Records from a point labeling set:
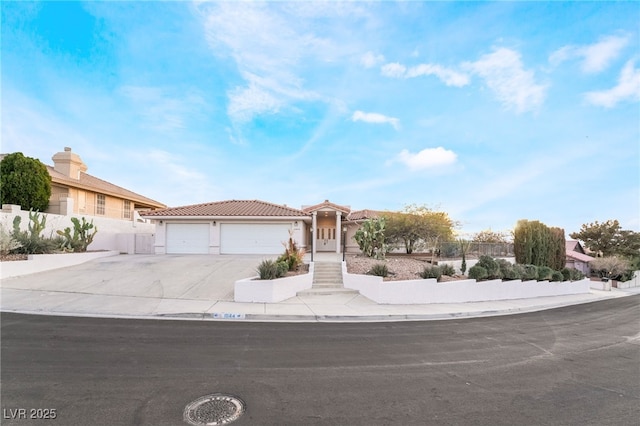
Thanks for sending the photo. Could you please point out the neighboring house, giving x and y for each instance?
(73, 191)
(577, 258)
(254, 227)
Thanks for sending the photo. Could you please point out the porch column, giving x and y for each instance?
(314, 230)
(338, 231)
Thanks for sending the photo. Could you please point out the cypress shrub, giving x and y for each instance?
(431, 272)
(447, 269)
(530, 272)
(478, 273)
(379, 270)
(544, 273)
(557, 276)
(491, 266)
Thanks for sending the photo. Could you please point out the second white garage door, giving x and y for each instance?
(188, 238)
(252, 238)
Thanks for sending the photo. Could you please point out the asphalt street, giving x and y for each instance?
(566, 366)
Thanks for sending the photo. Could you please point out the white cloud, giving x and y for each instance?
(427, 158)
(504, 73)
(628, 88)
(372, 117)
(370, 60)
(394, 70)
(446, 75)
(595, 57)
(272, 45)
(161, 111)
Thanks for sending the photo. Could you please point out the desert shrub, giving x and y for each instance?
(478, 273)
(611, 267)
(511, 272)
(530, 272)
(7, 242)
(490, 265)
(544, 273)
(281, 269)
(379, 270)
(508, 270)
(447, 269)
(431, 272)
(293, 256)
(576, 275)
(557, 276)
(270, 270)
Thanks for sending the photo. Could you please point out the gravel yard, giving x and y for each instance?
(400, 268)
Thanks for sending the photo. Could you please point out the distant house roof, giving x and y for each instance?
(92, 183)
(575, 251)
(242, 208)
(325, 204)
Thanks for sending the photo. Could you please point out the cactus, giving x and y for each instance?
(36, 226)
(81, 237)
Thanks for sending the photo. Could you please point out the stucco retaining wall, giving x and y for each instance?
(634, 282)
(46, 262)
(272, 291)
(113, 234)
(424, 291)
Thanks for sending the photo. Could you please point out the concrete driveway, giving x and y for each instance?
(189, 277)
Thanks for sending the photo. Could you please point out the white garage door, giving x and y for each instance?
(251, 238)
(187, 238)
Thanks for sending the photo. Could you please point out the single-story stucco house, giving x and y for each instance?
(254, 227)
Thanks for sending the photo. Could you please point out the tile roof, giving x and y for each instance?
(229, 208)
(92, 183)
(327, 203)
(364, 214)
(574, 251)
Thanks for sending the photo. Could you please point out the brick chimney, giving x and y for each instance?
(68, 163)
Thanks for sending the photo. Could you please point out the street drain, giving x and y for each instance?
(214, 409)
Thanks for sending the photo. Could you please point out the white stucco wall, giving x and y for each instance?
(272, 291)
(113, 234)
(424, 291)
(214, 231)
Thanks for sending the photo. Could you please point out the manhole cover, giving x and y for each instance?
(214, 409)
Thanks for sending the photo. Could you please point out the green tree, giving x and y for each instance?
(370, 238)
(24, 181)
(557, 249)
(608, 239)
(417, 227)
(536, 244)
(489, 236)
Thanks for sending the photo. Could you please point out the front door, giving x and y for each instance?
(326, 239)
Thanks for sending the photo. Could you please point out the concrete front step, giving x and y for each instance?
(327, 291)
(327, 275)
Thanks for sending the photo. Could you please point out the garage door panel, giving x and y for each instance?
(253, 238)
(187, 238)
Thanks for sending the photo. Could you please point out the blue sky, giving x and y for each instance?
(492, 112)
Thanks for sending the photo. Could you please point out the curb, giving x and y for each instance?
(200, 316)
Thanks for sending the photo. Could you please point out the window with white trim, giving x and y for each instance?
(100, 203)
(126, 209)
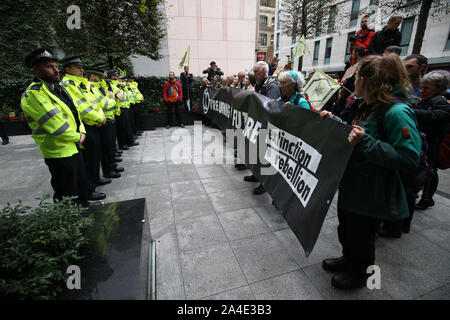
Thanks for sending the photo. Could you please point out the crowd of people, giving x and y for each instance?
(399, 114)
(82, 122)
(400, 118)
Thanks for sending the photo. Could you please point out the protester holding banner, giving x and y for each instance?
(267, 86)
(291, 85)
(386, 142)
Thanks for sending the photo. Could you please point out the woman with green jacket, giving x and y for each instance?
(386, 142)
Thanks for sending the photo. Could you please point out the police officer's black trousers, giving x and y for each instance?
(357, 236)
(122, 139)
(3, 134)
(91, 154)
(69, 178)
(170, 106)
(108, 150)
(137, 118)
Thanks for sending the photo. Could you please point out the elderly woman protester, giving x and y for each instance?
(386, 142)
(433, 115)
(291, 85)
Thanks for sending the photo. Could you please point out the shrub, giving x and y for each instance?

◆ What is being asked:
Exclude the images and reproduce the remaining data exactly.

◆ Reply to the task:
Thanks for sending the photo. Could you please point out the neighboring house, giving x and y for each instance?
(73, 191)
(577, 258)
(254, 227)
Thanks for sending the photo. Could you please point out the porch column, giving x and y for each instance?
(314, 230)
(338, 231)
Thanks for sending the photo. Could you please point out the cypress shrub, giving x and y for each instance?
(431, 272)
(447, 269)
(530, 272)
(478, 273)
(379, 270)
(544, 273)
(557, 276)
(491, 266)
Thanks for sending the photo. Could you please point out the second white garage door, giving x and y for each instance?
(188, 238)
(252, 238)
Thanks for sending the photo. Could you please point out the asphalt street, giving x and y for each instance?
(566, 366)
Thanks for sending the photo. Could you please point out the white cloud, giving x and y for each instance?
(427, 158)
(504, 73)
(628, 88)
(372, 117)
(370, 60)
(394, 70)
(446, 75)
(595, 57)
(272, 45)
(161, 111)
Thanks for sending the photo. Could you please point out the desert shrub, giving x and y for each instance?
(478, 273)
(611, 267)
(511, 272)
(530, 272)
(7, 242)
(490, 265)
(544, 273)
(281, 269)
(379, 270)
(508, 270)
(447, 269)
(431, 272)
(293, 256)
(576, 275)
(557, 276)
(270, 270)
Thanks for sending the photo. Could you please point out the gravel yard, giving x and y for each instance?
(400, 268)
Thanks for sending the photo. Could you please point out the distant house roof, giving x and y for each instance?
(92, 183)
(575, 251)
(242, 208)
(325, 204)
Thanks for sending the photo. Could you please point out the cactus, giving x and y for each instance?
(36, 226)
(81, 237)
Thanks for sending the photo. Could you please point out the stucco retaining wall, giving x and y for each instance?
(634, 282)
(46, 262)
(272, 291)
(113, 234)
(424, 291)
Thanks for sending the photo. Could you please point out the concrete driveway, giving x and y for each instance?
(189, 277)
Thanks for sending the photo. Could you please point out the white garage door, giving x and y for each instance?
(251, 238)
(187, 238)
Thanks for sending the photo. Could you please point out the single-story stucco house, giving x and y for each instance?
(254, 227)
Thanks for sending the photo. Could you please point out the tile roof, giving x and y for each instance?
(229, 208)
(92, 183)
(327, 203)
(364, 214)
(574, 251)
Thanks for sending the photo. Could you please point out the brick chimney, giving x and y for each instance?
(68, 163)
Thanks for sending the photo. Could you please point out the street drain, giving x and y for each instance?
(214, 409)
Thanks for sending the photo. Could you please point out the white stucco wall, giving x and y for each instance?
(272, 291)
(113, 234)
(424, 291)
(214, 231)
Thanks for sending the photo. Could you please point out the manhole cover, giving x and y for each instance?
(214, 409)
Thanks for sending the photo. Could you please point out the green tree, giving x and y for each instance?
(370, 238)
(24, 181)
(557, 249)
(608, 239)
(417, 227)
(536, 244)
(489, 236)
Thanks for sending the photo. Could you please point out the front door, giving x and y for each instance?
(326, 239)
Thanks for sending the photo. Could you please point out the concrete front step, giving x and y for each instance?
(327, 291)
(327, 275)
Thanks for sending the photo. Could you please point out the garage door panel, giving x and y for each instance?
(253, 238)
(187, 238)
Thanks for sending the photo. Could you please point out the blue sky, giving x and y for each instance?
(492, 112)
Thanks for sending the photo. Could you please point out the curb, giving x and y for each instance?
(200, 316)
Thanks for sending the photo. Could you please point out the window with white trim, giving x and y for each instance?
(100, 203)
(126, 209)
Thanks for sending the photo. Could you please point out the crowd of people, giving x and y for each instance?
(399, 114)
(82, 122)
(400, 118)
Thanks for sending the photo. Could you please point out the protester holding banner, giving x and y for each instance?
(267, 86)
(291, 85)
(386, 142)
Thanks for sending the photo. Could you please point out the woman with green jacket, giving x and y for each instance?
(386, 142)
Thanks for sending the photo. Could you please point out the police officer's black trousers, giving x and y for each instance?
(357, 236)
(122, 139)
(3, 134)
(91, 154)
(69, 178)
(170, 106)
(108, 150)
(137, 118)
Thanks for sending the photo. Could you please point out the elderly woman protester, giving x and y for each instance?
(386, 142)
(433, 115)
(291, 85)
Thanks for sending the photo. Could you please point out the shrub, giving x and y for each instance?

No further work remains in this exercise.